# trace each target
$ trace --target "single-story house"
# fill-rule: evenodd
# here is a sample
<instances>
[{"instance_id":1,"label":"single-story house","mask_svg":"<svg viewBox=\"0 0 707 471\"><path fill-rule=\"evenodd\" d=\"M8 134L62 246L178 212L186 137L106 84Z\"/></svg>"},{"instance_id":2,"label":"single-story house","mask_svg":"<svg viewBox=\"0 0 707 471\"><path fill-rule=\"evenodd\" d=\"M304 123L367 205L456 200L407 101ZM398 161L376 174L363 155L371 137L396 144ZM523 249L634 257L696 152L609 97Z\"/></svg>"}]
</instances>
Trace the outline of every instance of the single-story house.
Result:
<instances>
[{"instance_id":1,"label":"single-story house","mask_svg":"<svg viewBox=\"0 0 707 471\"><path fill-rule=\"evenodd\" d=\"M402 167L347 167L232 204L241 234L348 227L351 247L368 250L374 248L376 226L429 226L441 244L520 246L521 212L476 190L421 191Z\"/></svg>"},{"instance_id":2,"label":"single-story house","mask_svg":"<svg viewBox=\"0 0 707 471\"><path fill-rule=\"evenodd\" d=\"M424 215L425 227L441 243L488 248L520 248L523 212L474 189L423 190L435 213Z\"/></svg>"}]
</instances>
========
Render every line of the records above as a Markdown table with the columns Row and Text, putting the row number under Row and the line under Text, and skip any blank lines.

| Row | Text |
|---|---|
| 1 | # trace each target |
| 2 | $ trace --target "single-story house" |
| 3 | # fill-rule: evenodd |
| 4 | # here is a sample |
| 5 | <instances> |
| 6 | [{"instance_id":1,"label":"single-story house","mask_svg":"<svg viewBox=\"0 0 707 471\"><path fill-rule=\"evenodd\" d=\"M8 134L62 246L178 212L186 137L106 84Z\"/></svg>"},{"instance_id":2,"label":"single-story house","mask_svg":"<svg viewBox=\"0 0 707 471\"><path fill-rule=\"evenodd\" d=\"M304 123L367 205L456 200L407 101ZM398 161L376 174L363 155L371 137L396 144ZM523 249L634 257L696 152L609 97Z\"/></svg>"}] |
| 7 | </instances> |
| 8 | Trace the outline of every instance of the single-story house. |
| 9 | Result: |
| 10 | <instances> |
| 11 | [{"instance_id":1,"label":"single-story house","mask_svg":"<svg viewBox=\"0 0 707 471\"><path fill-rule=\"evenodd\" d=\"M402 167L347 167L232 204L241 234L348 227L351 247L368 250L374 248L376 226L429 226L441 244L520 246L521 212L476 190L421 191Z\"/></svg>"},{"instance_id":2,"label":"single-story house","mask_svg":"<svg viewBox=\"0 0 707 471\"><path fill-rule=\"evenodd\" d=\"M424 215L425 227L441 243L488 248L520 248L523 212L474 189L423 190L435 213Z\"/></svg>"}] |
| 12 | </instances> |